> **Directions for this task**
Find the line that contains "Indicate every instance of the bass drum in". Output it and every line after it to the end of the records, exactly as they appear.

Entries from a dataset:
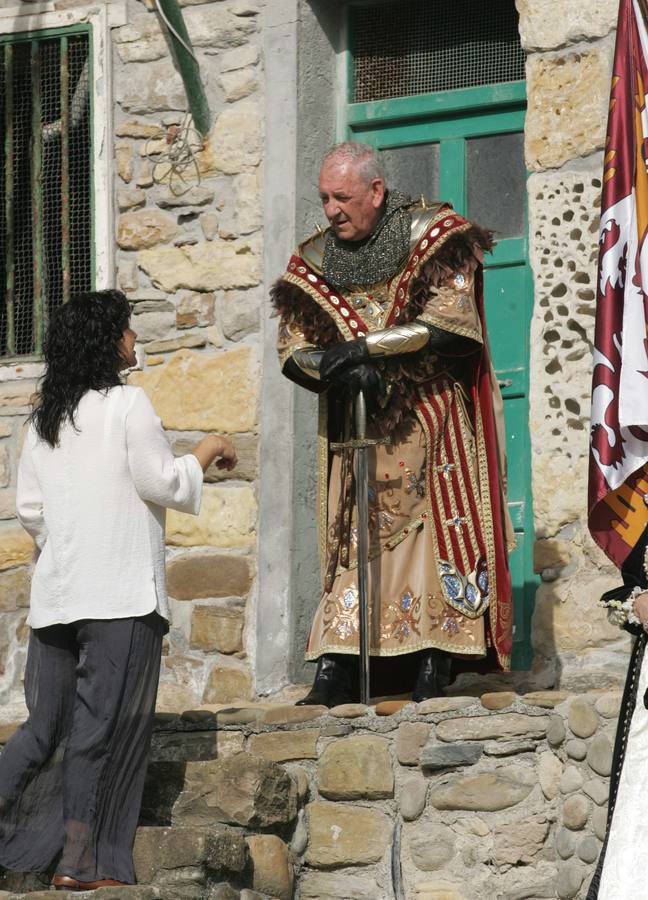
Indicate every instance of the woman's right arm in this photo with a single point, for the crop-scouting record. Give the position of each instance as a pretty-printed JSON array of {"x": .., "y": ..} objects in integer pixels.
[
  {"x": 158, "y": 476},
  {"x": 29, "y": 498}
]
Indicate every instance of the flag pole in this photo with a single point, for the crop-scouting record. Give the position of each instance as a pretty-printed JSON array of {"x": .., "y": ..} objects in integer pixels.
[{"x": 643, "y": 6}]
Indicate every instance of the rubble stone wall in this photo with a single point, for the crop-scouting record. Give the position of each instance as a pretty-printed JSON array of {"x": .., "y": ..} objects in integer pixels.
[
  {"x": 569, "y": 57},
  {"x": 459, "y": 798}
]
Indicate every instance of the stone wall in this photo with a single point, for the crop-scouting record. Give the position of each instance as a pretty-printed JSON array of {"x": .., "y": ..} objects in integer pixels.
[
  {"x": 461, "y": 798},
  {"x": 190, "y": 262},
  {"x": 568, "y": 79}
]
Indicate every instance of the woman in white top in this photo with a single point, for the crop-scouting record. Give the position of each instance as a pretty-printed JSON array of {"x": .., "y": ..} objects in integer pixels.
[{"x": 95, "y": 477}]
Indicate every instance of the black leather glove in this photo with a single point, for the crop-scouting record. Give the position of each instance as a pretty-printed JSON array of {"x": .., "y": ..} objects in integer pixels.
[
  {"x": 342, "y": 356},
  {"x": 364, "y": 377}
]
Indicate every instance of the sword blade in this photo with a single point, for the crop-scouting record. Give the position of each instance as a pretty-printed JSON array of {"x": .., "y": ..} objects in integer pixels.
[{"x": 362, "y": 517}]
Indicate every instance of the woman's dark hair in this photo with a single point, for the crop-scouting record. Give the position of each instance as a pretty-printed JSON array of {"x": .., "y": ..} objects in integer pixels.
[{"x": 81, "y": 354}]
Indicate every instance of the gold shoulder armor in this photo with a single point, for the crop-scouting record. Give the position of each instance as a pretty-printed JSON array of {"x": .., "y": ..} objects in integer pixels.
[
  {"x": 423, "y": 214},
  {"x": 312, "y": 250}
]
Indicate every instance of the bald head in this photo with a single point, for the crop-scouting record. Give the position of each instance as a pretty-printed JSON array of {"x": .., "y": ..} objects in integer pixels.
[{"x": 352, "y": 190}]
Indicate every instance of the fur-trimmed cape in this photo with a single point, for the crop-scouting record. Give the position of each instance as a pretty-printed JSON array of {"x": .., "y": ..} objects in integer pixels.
[{"x": 404, "y": 374}]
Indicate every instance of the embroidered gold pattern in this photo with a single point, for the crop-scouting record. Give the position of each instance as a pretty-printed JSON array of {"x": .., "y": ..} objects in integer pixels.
[
  {"x": 406, "y": 618},
  {"x": 341, "y": 614}
]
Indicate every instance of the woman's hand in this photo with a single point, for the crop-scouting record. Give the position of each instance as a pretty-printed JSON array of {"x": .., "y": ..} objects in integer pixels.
[
  {"x": 215, "y": 446},
  {"x": 641, "y": 609}
]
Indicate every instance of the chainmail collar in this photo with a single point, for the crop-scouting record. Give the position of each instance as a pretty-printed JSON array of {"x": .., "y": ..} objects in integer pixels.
[{"x": 379, "y": 256}]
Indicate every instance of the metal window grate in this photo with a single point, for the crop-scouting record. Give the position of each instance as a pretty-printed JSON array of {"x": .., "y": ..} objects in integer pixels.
[
  {"x": 424, "y": 46},
  {"x": 45, "y": 183}
]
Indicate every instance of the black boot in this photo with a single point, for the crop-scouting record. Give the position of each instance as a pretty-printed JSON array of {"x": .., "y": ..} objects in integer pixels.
[
  {"x": 334, "y": 682},
  {"x": 433, "y": 675}
]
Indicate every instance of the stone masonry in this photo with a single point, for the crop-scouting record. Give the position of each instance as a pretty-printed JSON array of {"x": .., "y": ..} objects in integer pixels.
[
  {"x": 569, "y": 55},
  {"x": 189, "y": 258},
  {"x": 459, "y": 798}
]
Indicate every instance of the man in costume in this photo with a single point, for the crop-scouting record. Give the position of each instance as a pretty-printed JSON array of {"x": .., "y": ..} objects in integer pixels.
[{"x": 388, "y": 300}]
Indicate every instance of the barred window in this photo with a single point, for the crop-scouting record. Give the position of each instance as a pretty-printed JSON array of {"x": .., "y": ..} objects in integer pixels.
[
  {"x": 45, "y": 181},
  {"x": 420, "y": 46}
]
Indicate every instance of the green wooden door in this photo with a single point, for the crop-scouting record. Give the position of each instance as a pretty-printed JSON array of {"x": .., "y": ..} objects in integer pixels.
[{"x": 466, "y": 146}]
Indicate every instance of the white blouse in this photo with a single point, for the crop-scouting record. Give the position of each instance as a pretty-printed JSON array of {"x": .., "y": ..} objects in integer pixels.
[{"x": 95, "y": 507}]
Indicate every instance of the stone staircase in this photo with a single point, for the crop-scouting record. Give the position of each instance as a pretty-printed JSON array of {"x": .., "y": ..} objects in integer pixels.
[{"x": 457, "y": 798}]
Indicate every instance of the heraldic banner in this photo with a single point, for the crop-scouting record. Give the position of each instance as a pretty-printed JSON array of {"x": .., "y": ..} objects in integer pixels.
[{"x": 618, "y": 473}]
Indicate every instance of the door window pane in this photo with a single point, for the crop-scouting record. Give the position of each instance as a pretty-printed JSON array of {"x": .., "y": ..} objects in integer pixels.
[
  {"x": 496, "y": 183},
  {"x": 412, "y": 170}
]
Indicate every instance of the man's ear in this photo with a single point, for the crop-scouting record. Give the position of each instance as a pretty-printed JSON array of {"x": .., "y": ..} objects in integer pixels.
[{"x": 377, "y": 193}]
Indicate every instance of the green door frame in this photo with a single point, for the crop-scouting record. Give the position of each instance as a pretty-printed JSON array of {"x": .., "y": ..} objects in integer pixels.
[{"x": 450, "y": 118}]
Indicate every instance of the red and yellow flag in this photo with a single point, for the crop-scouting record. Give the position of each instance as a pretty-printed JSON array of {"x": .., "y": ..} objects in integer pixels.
[{"x": 618, "y": 477}]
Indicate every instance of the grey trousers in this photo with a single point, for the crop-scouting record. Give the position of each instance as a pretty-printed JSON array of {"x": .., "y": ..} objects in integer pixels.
[{"x": 72, "y": 776}]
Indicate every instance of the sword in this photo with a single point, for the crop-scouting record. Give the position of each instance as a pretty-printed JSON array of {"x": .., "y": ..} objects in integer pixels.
[
  {"x": 362, "y": 516},
  {"x": 360, "y": 445}
]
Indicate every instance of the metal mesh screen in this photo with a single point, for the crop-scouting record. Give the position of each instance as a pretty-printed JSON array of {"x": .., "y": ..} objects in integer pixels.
[
  {"x": 45, "y": 184},
  {"x": 422, "y": 46}
]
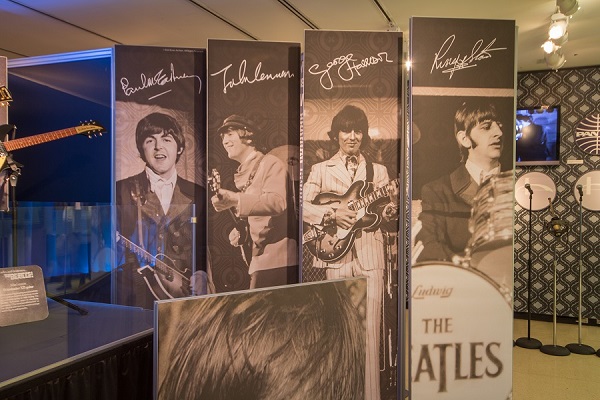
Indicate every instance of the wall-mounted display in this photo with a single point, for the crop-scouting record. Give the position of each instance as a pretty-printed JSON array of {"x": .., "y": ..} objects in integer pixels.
[
  {"x": 587, "y": 134},
  {"x": 590, "y": 190},
  {"x": 538, "y": 136}
]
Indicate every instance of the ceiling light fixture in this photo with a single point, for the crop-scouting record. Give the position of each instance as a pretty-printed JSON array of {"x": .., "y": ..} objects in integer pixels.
[
  {"x": 549, "y": 46},
  {"x": 555, "y": 60},
  {"x": 558, "y": 26},
  {"x": 567, "y": 7}
]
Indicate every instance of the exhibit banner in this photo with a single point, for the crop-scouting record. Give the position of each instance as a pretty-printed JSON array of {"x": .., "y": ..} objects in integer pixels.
[
  {"x": 462, "y": 89},
  {"x": 160, "y": 160},
  {"x": 253, "y": 163},
  {"x": 293, "y": 342},
  {"x": 350, "y": 193}
]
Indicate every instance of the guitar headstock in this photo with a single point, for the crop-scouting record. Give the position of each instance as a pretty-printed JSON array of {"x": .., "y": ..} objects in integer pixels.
[
  {"x": 90, "y": 128},
  {"x": 5, "y": 96},
  {"x": 214, "y": 181}
]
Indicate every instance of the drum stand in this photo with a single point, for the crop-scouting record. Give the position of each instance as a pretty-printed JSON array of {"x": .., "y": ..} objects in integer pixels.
[
  {"x": 579, "y": 348},
  {"x": 553, "y": 349},
  {"x": 529, "y": 342}
]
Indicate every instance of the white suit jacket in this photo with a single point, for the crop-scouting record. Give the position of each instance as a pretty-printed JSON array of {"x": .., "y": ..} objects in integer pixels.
[{"x": 333, "y": 177}]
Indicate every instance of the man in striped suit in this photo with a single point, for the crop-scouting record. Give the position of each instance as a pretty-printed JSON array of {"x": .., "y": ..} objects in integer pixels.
[{"x": 349, "y": 129}]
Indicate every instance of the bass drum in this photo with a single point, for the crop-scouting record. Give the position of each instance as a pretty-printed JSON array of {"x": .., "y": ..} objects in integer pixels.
[{"x": 461, "y": 334}]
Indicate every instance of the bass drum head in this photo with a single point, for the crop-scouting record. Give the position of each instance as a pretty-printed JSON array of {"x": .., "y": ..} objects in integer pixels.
[{"x": 461, "y": 334}]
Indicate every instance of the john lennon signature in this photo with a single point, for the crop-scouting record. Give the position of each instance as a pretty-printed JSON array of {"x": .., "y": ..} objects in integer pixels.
[
  {"x": 160, "y": 78},
  {"x": 242, "y": 78},
  {"x": 450, "y": 64},
  {"x": 347, "y": 67}
]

> **Exercise response**
Indicate every instance of the bass drum in this photo with a single point, for the crop-scouting record. Give the position of each instance as a pretty-printed JSON array of {"x": .., "y": ..} objects in integer pixels.
[{"x": 461, "y": 334}]
Indicate every instance of the bass drum head in this photo with a single point, for the crop-scouting record. Give the position of each instance as a pretty-printed JSON array of {"x": .., "y": ..} objects in integer pixels.
[{"x": 461, "y": 334}]
Indicate every instance of the john lennon signature in this photo with a single point, for the crop-scouting record. Give the position of each instance as a pretty-printed JSON array of {"x": .., "y": ..} objects in integer pixels.
[
  {"x": 160, "y": 78},
  {"x": 242, "y": 78},
  {"x": 450, "y": 64},
  {"x": 347, "y": 67}
]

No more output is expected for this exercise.